Could you recast every line of the records below as a JSON list of strings, one string per line, with blank lines left out?

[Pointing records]

## Begin

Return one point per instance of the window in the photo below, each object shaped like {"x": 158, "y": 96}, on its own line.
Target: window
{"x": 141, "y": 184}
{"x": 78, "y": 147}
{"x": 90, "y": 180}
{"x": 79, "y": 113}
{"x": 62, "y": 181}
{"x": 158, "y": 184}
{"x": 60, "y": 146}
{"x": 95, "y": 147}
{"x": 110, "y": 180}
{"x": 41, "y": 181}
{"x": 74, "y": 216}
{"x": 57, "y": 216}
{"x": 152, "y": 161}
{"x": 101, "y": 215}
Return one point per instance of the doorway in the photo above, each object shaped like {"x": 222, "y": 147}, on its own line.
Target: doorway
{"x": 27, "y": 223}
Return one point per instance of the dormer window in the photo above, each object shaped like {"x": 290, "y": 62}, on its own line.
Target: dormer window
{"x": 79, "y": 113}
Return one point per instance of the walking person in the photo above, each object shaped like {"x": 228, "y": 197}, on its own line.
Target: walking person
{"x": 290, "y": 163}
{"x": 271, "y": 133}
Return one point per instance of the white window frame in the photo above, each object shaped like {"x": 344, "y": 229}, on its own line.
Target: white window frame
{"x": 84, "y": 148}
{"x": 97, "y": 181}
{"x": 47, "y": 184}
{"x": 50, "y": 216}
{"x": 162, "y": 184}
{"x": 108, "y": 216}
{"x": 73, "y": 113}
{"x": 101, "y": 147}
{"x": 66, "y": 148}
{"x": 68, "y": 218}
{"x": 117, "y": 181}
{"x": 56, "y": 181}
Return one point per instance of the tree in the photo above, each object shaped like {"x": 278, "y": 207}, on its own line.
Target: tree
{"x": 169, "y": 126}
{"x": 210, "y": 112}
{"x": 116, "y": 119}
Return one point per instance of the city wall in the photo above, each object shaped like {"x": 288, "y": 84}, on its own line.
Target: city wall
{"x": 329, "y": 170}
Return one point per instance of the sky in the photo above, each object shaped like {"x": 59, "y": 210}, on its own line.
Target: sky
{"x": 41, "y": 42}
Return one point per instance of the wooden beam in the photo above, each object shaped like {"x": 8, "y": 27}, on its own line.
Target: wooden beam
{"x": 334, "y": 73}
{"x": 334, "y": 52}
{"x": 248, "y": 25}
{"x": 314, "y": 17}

## End

◆ **Response to this task**
[
  "Return one point per instance of the window in the photo below, each object shaped like {\"x\": 158, \"y\": 96}, on its own line.",
  "Target: window",
  "{\"x\": 141, \"y\": 184}",
  "{\"x\": 78, \"y\": 147}",
  "{\"x\": 90, \"y\": 180}",
  "{\"x\": 79, \"y\": 113}",
  "{\"x\": 62, \"y\": 181}",
  "{\"x\": 158, \"y\": 184}",
  "{\"x\": 60, \"y\": 146}",
  "{\"x\": 95, \"y\": 147}",
  "{\"x\": 110, \"y\": 180}",
  "{\"x\": 41, \"y\": 181}",
  "{\"x\": 74, \"y\": 216}",
  "{\"x\": 57, \"y\": 216}",
  "{\"x\": 152, \"y\": 161}",
  "{\"x\": 101, \"y\": 215}",
  "Return one point per instance of the doorway in the photo above, each object shaped like {\"x\": 222, \"y\": 147}, on its own line.",
  "Target: doorway",
  "{\"x\": 27, \"y\": 223}",
  "Return one point per instance of the dormer window in the photo above, each object shaped like {\"x\": 290, \"y\": 62}, on its own line.",
  "Target: dormer window",
  "{\"x\": 79, \"y\": 113}",
  "Return one point per instance of the walking person in the photo above, each object shaped like {\"x\": 228, \"y\": 197}, on its own line.",
  "Target: walking person",
  "{\"x\": 290, \"y\": 163}",
  "{\"x\": 271, \"y\": 133}",
  "Return one point per instance of the white window frame in the photo above, each object shaped like {\"x\": 344, \"y\": 229}, on its own line.",
  "Target: white window frame",
  "{\"x\": 84, \"y\": 148}",
  "{\"x\": 97, \"y\": 181}",
  "{\"x\": 47, \"y\": 184}",
  "{\"x\": 50, \"y\": 216}",
  "{\"x\": 162, \"y\": 184}",
  "{\"x\": 108, \"y\": 216}",
  "{\"x\": 73, \"y\": 113}",
  "{\"x\": 101, \"y\": 147}",
  "{\"x\": 66, \"y\": 148}",
  "{\"x\": 68, \"y\": 218}",
  "{\"x\": 117, \"y\": 181}",
  "{\"x\": 56, \"y\": 181}",
  "Return one point per instance of the tree in the photo above, each object shaped like {\"x\": 278, \"y\": 207}, on its own line.",
  "Target: tree",
  "{\"x\": 169, \"y\": 126}",
  "{\"x\": 210, \"y\": 112}",
  "{\"x\": 116, \"y\": 119}",
  "Return one point per instance of the city wall in the photo above, each object shaped like {\"x\": 288, \"y\": 84}, on its own line.",
  "Target: city wall",
  "{\"x\": 329, \"y\": 170}",
  "Return one point per instance of the sky in the photo above, each object shaped like {\"x\": 59, \"y\": 210}, on its own line.",
  "Target: sky",
  "{\"x\": 41, \"y\": 42}",
  "Return one point per instance of the wooden beam in the photo above, each object shaped like {\"x\": 8, \"y\": 27}, on its own line.",
  "Target: wooden beam",
  "{\"x\": 334, \"y\": 73}",
  "{\"x\": 334, \"y\": 52}",
  "{\"x\": 248, \"y\": 25}",
  "{\"x\": 314, \"y\": 17}"
]